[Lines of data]
· · · ·
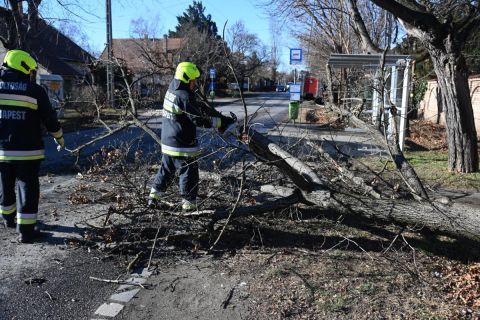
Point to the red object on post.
(310, 88)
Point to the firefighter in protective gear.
(24, 108)
(181, 115)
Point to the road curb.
(122, 296)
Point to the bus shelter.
(396, 69)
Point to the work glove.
(226, 122)
(60, 143)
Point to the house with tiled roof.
(56, 54)
(151, 61)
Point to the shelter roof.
(339, 60)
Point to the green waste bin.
(293, 107)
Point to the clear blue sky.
(91, 18)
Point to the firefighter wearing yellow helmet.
(24, 108)
(181, 115)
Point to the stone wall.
(433, 111)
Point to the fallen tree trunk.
(312, 187)
(456, 221)
(407, 172)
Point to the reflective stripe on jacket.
(24, 107)
(181, 116)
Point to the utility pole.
(110, 83)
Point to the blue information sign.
(295, 55)
(213, 73)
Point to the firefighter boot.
(188, 206)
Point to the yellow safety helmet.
(20, 60)
(186, 72)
· · · ·
> _Instructions for the task_: Copy out the items word for word, from the line with "Point to the road curb." to the end of the items.

> _Complete answer_:
Point to the road curb.
(122, 296)
Point to the bus shelter.
(396, 69)
Point to the work glove.
(226, 122)
(60, 143)
Point to the house with tiled roof.
(56, 54)
(151, 61)
Point to the shelter roof.
(339, 60)
Point to the green waste bin.
(293, 107)
Point to the clear blue sky.
(91, 18)
Point to the firefighter wearing yellow helmet.
(24, 108)
(181, 115)
Point to the stone wall.
(433, 111)
Point to the fallen tree trunk.
(312, 187)
(456, 221)
(407, 172)
Point to the reflective stripe on jacket.
(24, 107)
(181, 116)
Point to the utility pole.
(110, 83)
Point to the blue information sign.
(295, 55)
(213, 73)
Point to the firefighter boot.
(188, 206)
Point to the yellow safety helmet.
(20, 60)
(186, 72)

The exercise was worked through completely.